## Given text
The invention concerns the reconstruction of a three-dimensional image of an object from a set of two-dimensional projected images of the object obtained for different positions of a camera around the object.
Its application is of particular interest in the medical field, in which reconstruction of the internal structures of a patient being examined is undertaken, and especially the reconstruction of angiographic images, that is, to obtain images of vascular trees opacified by injection of a contrast product.
The invention can, however, find applications in other fields, notably, in nondestructive industrial control, in which examinations of the same type as medical examinations are performed.
In the medical field two-dimensional projected images of the object, a patient's head, for example, are generally obtained by rotation of an X-ray camera turning around the object
There are essentially two types of reconstruction algorithms in X-ray imaging.
A first type provides for a calculation of back projection and filtering or even a reconstruction by Fourier transform in several dimensions.
A second type, involved in the present invention, concerns iterative methods of reconstruction also called algebraic. The principle of such an algebraic algorithm is well known to the expert and has already been the subject of numerous published papers. One can notably cite Gordon, Bender and Herman, "Algebraic Reconstruction Technic for Three-Dimensional Electron Microscopy and X-ray Photography," Journal THEO. BIOL. 29, pages 471 to 781 (1970); Anil K. Jain, "Fundamentals of Digital Image Processing," Prentice Hall Information and System Sciences Series, Thomas Kailath Series Edition, or French patent Applications Nos. 89 03606 or 89 16906.
After a calibration of the camera used to determine, notably, the parameters of projection in the projection planes of the acquired images, of an observed volume broken down into elementary volume elements or voxels (those calibration parameters forming projection matrices), the algebraic image reconstruction algorithm is used to reconstruct the three-dimensional volume from those two-dimensional projected images. The basic principle of the algorithm is to initialize the voxels of the volume to a predetermined initial value, a zero value, for example, and to repeat a number of times the following operations: projection of voxels in the plane of each acquired image so as to obtain a virtual image, determination of the difference between the projected volume (virtual image) and the corresponding acquired image and then back projection of the difference in volume. After a number of iterations, an estimated value representative of the density of the contrast product injected in the vessels X-rayed is obtained for each voxel, which makes it possible to visualize in three dimensions the cartography of those X-rayed vessels.

## What to do
Return, word for word, the passage of the reconstruction text that opens with the words containing "The invention can, however, find" and closes with "in several dimensions.". The listing that follows is separate material and has no connection to the reconstruction text.

## Listed entries

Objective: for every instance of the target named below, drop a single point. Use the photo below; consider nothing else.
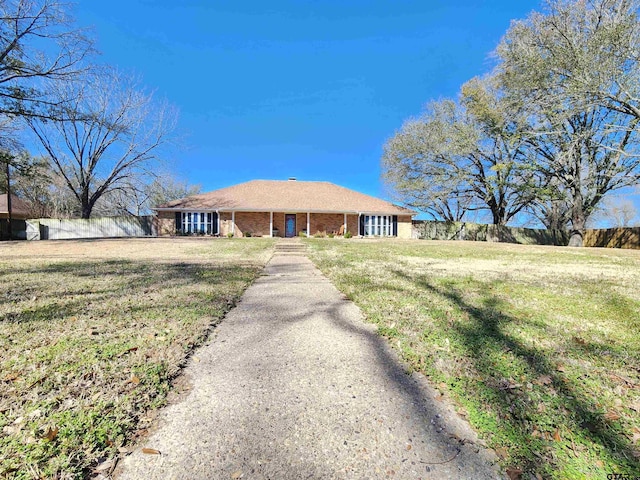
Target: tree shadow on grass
(483, 335)
(114, 280)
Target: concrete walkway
(293, 385)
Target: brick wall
(225, 223)
(352, 224)
(405, 227)
(166, 223)
(326, 222)
(256, 223)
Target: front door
(290, 225)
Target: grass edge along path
(538, 347)
(90, 343)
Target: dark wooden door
(290, 225)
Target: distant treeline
(610, 237)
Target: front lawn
(539, 347)
(92, 334)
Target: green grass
(92, 335)
(539, 347)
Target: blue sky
(309, 89)
(296, 88)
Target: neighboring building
(284, 209)
(19, 208)
(19, 213)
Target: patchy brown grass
(91, 335)
(538, 346)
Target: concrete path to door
(294, 385)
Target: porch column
(271, 224)
(233, 223)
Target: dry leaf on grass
(514, 473)
(502, 453)
(51, 434)
(544, 380)
(612, 415)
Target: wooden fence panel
(107, 227)
(613, 237)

## Answer section
The invention can, however, find applications in other fields, notably, in nondestructive industrial control, in which examinations of the same type as medical examinations are performed.
In the medical field two-dimensional projected images of the object, a patient's head, for example, are generally obtained by rotation of an X-ray camera turning around the object
There are essentially two types of reconstruction algorithms in X-ray imaging.
A first type provides for a calculation of back projection and filtering or even a reconstruction by Fourier transform in several dimensions.